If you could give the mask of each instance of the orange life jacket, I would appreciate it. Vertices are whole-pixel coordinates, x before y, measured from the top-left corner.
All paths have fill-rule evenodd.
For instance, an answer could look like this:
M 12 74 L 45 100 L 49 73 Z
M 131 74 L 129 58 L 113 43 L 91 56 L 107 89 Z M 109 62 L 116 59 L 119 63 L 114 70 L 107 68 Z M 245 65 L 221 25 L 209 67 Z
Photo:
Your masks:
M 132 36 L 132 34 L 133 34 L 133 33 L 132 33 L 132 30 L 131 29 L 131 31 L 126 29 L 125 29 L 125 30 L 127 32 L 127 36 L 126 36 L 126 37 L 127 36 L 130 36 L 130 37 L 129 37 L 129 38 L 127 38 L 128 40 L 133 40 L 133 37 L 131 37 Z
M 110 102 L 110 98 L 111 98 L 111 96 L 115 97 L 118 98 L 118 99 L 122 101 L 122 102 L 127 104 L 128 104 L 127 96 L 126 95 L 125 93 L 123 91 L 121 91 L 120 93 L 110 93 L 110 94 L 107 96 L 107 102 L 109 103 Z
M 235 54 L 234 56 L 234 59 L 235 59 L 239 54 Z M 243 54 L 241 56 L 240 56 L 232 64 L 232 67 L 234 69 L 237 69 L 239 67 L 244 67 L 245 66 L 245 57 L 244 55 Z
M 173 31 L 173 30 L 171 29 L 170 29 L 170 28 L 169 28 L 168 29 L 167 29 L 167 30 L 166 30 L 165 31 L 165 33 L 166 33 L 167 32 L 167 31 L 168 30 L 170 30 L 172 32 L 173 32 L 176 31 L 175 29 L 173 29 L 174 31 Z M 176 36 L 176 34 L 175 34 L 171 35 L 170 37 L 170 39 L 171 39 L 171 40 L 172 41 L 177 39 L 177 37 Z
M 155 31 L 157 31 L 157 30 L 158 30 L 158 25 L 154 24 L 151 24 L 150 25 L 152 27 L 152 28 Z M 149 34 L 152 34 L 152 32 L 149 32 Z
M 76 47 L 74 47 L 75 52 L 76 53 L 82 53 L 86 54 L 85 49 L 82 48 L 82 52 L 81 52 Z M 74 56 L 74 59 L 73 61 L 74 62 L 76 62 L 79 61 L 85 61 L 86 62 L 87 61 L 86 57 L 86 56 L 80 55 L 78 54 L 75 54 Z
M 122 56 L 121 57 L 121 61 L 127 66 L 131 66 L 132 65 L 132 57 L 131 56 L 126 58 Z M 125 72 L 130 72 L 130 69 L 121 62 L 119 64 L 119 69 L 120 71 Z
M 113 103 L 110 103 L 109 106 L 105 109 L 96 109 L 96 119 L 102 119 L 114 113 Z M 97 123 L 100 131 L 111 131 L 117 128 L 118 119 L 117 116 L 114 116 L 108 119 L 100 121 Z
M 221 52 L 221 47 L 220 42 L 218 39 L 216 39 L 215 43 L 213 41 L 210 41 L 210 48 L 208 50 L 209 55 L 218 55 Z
════════
• _PROBLEM TO WORK ON_
Format every line of the records above as a JSON list of strings, one string per line, leaving out any blank lines.

• _REPLY TO THE EXERCISE_
[
  "If you could give the mask of each instance of the orange life jacket, I would appreciate it. Vertices are whole-pixel coordinates, x before y, measured from the top-left corner.",
  "All paths have fill-rule evenodd.",
  "For instance, an answer could look like this:",
  "M 12 74 L 45 100 L 49 73 Z",
  "M 131 74 L 129 58 L 113 43 L 91 56 L 107 89 Z M 109 62 L 116 59 L 119 63 L 114 70 L 107 68 Z M 245 65 L 221 25 L 209 67 Z",
  "Photo:",
  "Your masks:",
  "M 132 36 L 132 34 L 133 34 L 133 33 L 132 33 L 132 30 L 131 29 L 131 31 L 126 29 L 125 29 L 125 30 L 127 32 L 127 36 L 126 36 L 126 37 L 127 36 L 130 36 L 130 37 L 129 37 L 129 38 L 127 38 L 128 40 L 133 40 L 133 37 L 131 37 Z",
  "M 110 102 L 110 98 L 111 98 L 111 96 L 115 97 L 118 98 L 118 99 L 122 101 L 122 102 L 127 104 L 128 104 L 127 96 L 126 95 L 125 93 L 123 91 L 121 91 L 120 93 L 110 93 L 110 94 L 107 96 L 107 102 L 109 103 Z",
  "M 235 54 L 234 56 L 234 59 L 235 59 L 239 54 Z M 243 54 L 241 56 L 240 56 L 232 64 L 232 67 L 234 69 L 237 69 L 239 67 L 244 67 L 245 66 L 245 57 L 244 55 Z",
  "M 173 31 L 173 30 L 171 29 L 170 29 L 170 28 L 169 28 L 168 29 L 167 29 L 167 30 L 166 30 L 165 31 L 165 33 L 166 33 L 167 32 L 167 31 L 168 30 L 170 30 L 172 32 L 173 32 L 176 31 L 175 29 L 173 29 L 174 31 Z M 176 36 L 176 34 L 175 34 L 171 35 L 170 37 L 170 39 L 171 39 L 171 40 L 172 41 L 177 39 L 177 37 Z",
  "M 155 31 L 157 31 L 157 30 L 158 30 L 158 25 L 154 24 L 151 24 L 150 25 L 152 27 L 152 28 Z M 149 34 L 152 34 L 152 32 L 149 32 Z",
  "M 76 47 L 74 47 L 75 52 L 76 53 L 82 53 L 86 54 L 85 49 L 82 48 L 82 52 L 81 52 Z M 74 56 L 74 59 L 73 61 L 74 62 L 76 62 L 79 61 L 85 61 L 86 62 L 87 61 L 86 57 L 86 56 L 80 55 L 78 54 L 75 54 Z",
  "M 122 56 L 121 57 L 121 61 L 127 66 L 131 66 L 132 65 L 132 57 L 131 56 L 126 58 Z M 125 72 L 130 72 L 130 69 L 121 62 L 119 64 L 119 69 L 120 71 Z",
  "M 113 103 L 110 103 L 109 106 L 105 109 L 96 109 L 96 119 L 102 119 L 114 113 Z M 97 123 L 100 131 L 111 131 L 117 128 L 118 119 L 117 116 L 114 116 L 108 119 L 100 121 Z",
  "M 221 52 L 221 47 L 220 42 L 218 39 L 216 39 L 215 43 L 213 41 L 210 41 L 210 48 L 208 50 L 209 55 L 218 55 Z"
]